Task:
Copy out every one of the entries below, character for character, with nothing left out or changed.

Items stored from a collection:
····················
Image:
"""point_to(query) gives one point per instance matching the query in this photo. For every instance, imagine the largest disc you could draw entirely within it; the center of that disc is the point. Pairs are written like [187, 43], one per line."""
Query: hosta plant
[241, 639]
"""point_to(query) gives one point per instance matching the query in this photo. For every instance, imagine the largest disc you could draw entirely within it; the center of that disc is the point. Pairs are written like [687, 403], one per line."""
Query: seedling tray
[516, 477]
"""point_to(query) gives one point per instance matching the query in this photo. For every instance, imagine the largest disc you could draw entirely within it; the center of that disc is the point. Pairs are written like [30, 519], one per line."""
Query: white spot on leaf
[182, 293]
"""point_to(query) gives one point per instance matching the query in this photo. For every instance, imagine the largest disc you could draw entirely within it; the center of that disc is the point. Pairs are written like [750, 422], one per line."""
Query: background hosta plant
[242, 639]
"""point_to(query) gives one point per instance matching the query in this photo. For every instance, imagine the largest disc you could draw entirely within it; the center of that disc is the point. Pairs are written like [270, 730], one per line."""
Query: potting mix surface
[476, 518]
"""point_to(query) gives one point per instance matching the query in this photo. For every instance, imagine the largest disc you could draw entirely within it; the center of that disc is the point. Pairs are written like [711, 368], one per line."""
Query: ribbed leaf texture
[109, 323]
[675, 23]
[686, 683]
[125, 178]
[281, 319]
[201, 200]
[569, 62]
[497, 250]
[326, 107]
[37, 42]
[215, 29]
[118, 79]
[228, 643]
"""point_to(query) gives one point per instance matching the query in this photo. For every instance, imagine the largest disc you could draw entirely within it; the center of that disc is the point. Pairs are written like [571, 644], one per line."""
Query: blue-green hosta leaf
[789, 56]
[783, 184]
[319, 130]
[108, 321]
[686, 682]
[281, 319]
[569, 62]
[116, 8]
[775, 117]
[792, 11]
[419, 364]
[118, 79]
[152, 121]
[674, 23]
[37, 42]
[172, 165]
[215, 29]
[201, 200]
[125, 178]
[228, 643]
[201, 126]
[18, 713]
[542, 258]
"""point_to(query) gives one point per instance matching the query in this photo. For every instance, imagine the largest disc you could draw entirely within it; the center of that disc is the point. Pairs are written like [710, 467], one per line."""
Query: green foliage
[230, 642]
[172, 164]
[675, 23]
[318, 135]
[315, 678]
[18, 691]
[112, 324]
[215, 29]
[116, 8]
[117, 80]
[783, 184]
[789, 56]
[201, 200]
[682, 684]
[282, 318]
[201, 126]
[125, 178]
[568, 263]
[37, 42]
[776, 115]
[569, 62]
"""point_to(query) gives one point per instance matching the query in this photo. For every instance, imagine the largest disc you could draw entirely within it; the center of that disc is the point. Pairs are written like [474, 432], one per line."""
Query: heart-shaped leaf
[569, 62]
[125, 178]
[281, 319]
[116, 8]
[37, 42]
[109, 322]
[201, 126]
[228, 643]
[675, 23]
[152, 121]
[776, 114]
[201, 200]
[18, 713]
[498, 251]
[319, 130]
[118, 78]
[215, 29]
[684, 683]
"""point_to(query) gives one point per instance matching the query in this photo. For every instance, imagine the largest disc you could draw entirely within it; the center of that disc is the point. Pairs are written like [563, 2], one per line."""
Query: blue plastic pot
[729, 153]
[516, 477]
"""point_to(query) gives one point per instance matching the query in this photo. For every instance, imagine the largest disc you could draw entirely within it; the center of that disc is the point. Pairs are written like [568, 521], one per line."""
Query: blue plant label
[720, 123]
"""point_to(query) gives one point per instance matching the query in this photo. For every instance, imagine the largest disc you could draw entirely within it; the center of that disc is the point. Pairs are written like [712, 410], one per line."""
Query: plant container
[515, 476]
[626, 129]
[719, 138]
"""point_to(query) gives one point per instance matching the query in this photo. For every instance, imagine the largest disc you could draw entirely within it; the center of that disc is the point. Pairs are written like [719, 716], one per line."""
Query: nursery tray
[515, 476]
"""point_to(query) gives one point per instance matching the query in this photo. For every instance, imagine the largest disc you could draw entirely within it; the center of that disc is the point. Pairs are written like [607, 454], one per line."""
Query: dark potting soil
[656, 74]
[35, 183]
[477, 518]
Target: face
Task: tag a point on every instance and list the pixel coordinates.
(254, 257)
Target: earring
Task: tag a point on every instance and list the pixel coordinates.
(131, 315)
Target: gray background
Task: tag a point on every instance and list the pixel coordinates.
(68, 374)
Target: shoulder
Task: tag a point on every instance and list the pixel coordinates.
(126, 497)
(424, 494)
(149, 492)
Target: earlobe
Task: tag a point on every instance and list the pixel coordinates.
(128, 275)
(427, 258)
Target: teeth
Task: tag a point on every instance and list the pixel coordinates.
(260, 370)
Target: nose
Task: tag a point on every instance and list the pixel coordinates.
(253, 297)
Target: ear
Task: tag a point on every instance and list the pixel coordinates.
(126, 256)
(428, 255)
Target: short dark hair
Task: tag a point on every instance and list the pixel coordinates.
····················
Written answer:
Image:
"""point_to(query) gives one point per instance matching the query in this photo. For every instance, imagine the largest disc you could draw entirely within it; the center of that disc is the point. Pairs are written like [187, 43], one per line."""
Query: hosta plant
[241, 639]
"""point_to(query) gives one point per instance matching the query in this photo. For every instance, imagine the largest disc you could draw entirely within it; the center of that disc is the point. Pairs are written like [687, 403], one per line."""
Query: seedling tray
[516, 477]
"""point_to(query) gives one point per instance matching the query in this photo. For every instance, imagine the largest disc you could draw entirely within it; the center of that disc is the point. Pairs are written like [30, 519], one per line."""
Query: white spot on leaf
[182, 293]
"""point_to(query) gives one point per instance matching the query in this photo. For every instance, imagine the largest disc you could draw entirely within it; the center of that disc is the point. Pairs are written like [750, 422], one per line."""
Query: background hosta plant
[242, 639]
"""point_to(query) gives one point per instance matching the query in this photo. For every instance, imagine the largest disc you could draw entirely within it; the center of that disc is the point. Pairs are written like [270, 730], one per line."""
Query: potting mix surface
[476, 518]
"""point_to(query) gives one point per instance matching the query in this photo. For every instance, imagine the largest disc you could draw entirely within it; the center of that disc is the point. Pairs are written like [711, 368], one per line."""
Query: ribbed leaf texture
[109, 323]
[675, 23]
[686, 683]
[125, 178]
[281, 319]
[201, 200]
[569, 62]
[497, 250]
[326, 107]
[37, 42]
[215, 29]
[118, 79]
[228, 643]
"""point_to(query) gives one point per instance matching the query in this photo. For every instance, imagine the largest disc you could draw entirely within it; the center of that disc is the point. Pairs are written like [571, 644], one per line."""
Query: blue-green hosta leaf
[789, 56]
[783, 184]
[319, 130]
[108, 321]
[686, 682]
[281, 319]
[569, 62]
[116, 8]
[775, 117]
[792, 11]
[419, 364]
[118, 79]
[152, 121]
[674, 23]
[37, 42]
[172, 165]
[215, 29]
[201, 200]
[125, 178]
[228, 643]
[201, 126]
[18, 713]
[542, 258]
"""point_to(query) gives one point per instance matching the query in this photo. For every instance, imagine the largest disc you could draw entirely within it; the center of that disc is the point. Pairs are written like [710, 467], one per line."""
Query: green foliage
[230, 642]
[172, 164]
[675, 23]
[318, 135]
[315, 678]
[18, 691]
[112, 324]
[215, 29]
[116, 8]
[117, 80]
[783, 184]
[789, 56]
[201, 200]
[682, 684]
[282, 318]
[201, 126]
[125, 178]
[568, 263]
[37, 42]
[776, 115]
[569, 62]
"""point_to(query) gives one point per instance matching the query in this photo. For every instance, imagine the largest disc you could draw entirely within it; the center of that disc is the point. Pairs are written like [474, 432], one per line."""
Query: heart-shaped leaf
[569, 62]
[125, 178]
[281, 319]
[116, 8]
[37, 42]
[109, 322]
[201, 126]
[228, 643]
[675, 23]
[152, 121]
[776, 114]
[201, 200]
[18, 713]
[498, 251]
[319, 130]
[118, 78]
[215, 29]
[684, 683]
"""point_to(query) gives one point per instance matching the query in this photo. For every instance, imagine the largest disc you could draw entirely within it; the center of that disc is the point. Pairs are written like [563, 2], one per line."""
Query: blue plastic pot
[729, 153]
[516, 477]
"""point_to(query) gives one point per instance matching the query in this photo. For every instance, imagine the largest disc you could draw entirely within it; the center of that disc is the point. Pairs are written like [568, 521], one per line."""
Query: blue plant label
[720, 123]
"""point_to(query) gives one point per instance matching the query in this photo. For every instance, imagine the largest disc you could draw entirely within it; the center of that disc is the point. Pairs are written like [712, 410], one per line."""
Query: plant container
[515, 476]
[626, 129]
[719, 138]
"""point_to(query) gives one point per instance matching the query in this photo. For every instance, imagine the largest disc you could draw entirely within it; the center of that disc is the point. Pairs are written like [719, 716], one per line."""
Query: nursery tray
[515, 476]
"""point_to(query) gives one point per instance matching the query in this photo. For every instance, imagine the largest disc you could draw entirely within it; the center of that disc is the point. Pairs are written like [607, 454], one per line."""
Query: dark potting soil
[656, 74]
[35, 183]
[477, 518]
Target: face
Task: tag a point on every instance and list the pixel coordinates.
(254, 257)
Target: earring
Task: tag a point on every instance and list the pixel coordinates.
(131, 315)
Target: gray background
Task: tag a point on every instance and list the pixel coordinates.
(68, 374)
Target: shoulder
Task: tag a point on every instance and list the pixel coordinates.
(126, 497)
(424, 494)
(149, 492)
Target: earlobe
Task: tag a point on every instance and list the pixel coordinates.
(128, 275)
(427, 258)
Target: teeth
Task: tag a point on every instance and list the pixel coordinates.
(260, 370)
Target: nose
Task: tag a point on every instance and list the pixel coordinates.
(253, 297)
Target: ear
Task: tag a point on every instance and list the pixel coordinates.
(126, 256)
(428, 255)
Target: short dark hair
Task: tag a point on every instance and list the pixel coordinates.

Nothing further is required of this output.